— INSTRUCTIONS FOR THE TASK —
Convert the stretch of rows from the line containing "Target: hardwood floor" through the end of the rows into a two-column CSV with the header columns "text" and "answer", one line per row, placing each field in double quotes and replacing line breaks with spaces.

Excerpts of pointing data
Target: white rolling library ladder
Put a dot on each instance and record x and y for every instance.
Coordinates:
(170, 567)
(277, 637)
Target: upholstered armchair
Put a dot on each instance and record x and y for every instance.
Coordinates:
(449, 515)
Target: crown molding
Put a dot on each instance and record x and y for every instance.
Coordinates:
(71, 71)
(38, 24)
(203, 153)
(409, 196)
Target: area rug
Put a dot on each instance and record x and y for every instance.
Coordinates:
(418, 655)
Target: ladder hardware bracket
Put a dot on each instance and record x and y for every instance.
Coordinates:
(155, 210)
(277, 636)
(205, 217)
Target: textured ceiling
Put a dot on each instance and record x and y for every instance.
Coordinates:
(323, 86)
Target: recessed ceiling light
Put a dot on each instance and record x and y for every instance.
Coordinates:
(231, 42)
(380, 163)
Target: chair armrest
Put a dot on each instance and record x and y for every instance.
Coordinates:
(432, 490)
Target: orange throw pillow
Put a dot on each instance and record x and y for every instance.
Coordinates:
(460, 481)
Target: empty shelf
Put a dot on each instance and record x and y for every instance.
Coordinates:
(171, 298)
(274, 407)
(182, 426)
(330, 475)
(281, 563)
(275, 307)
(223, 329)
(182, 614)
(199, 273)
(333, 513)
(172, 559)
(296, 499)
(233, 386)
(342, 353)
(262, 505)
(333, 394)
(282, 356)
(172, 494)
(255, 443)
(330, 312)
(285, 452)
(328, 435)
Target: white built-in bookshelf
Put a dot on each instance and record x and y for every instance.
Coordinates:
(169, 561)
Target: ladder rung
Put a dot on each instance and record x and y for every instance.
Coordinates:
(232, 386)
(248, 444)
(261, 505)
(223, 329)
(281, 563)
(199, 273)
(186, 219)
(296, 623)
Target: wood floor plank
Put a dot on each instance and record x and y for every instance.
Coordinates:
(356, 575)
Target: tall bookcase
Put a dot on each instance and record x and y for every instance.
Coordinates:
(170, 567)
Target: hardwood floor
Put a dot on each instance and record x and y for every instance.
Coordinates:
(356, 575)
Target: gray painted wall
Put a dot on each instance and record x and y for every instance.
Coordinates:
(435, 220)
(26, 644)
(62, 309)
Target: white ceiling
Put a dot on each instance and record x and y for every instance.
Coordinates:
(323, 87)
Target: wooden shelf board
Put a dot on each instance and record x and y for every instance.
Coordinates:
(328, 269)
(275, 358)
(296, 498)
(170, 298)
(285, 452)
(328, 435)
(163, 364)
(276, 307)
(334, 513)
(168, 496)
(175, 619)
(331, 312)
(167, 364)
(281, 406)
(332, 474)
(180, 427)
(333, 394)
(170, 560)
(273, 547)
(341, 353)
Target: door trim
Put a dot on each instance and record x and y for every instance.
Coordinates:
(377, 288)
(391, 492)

— EXERCISE RESPONSE —
text,answer
"Target: hardwood floor Put a dot on each instance and record x and y for every instance. Coordinates:","(356, 575)"
"Target: gray painted wall Put a dot on each instance and record x and y for every instance. Coordinates:","(435, 220) (26, 644) (62, 309)"
"Target: white ceiling Put a dot on each instance and record x and y for every instance. Coordinates:","(323, 87)"
"Target: wooden shelf board Put a dot on each instance and record x and y for every instance. Coordinates:","(328, 269) (275, 358) (296, 498) (170, 298) (285, 452) (328, 435) (163, 364) (276, 307) (334, 513) (168, 496) (175, 619) (331, 312) (167, 364) (281, 406) (332, 474) (180, 427) (333, 394) (170, 560) (273, 547) (341, 353)"
"Target: door trim Put a dot on each instance and record x and y for every instance. Coordinates:","(377, 288) (391, 492)"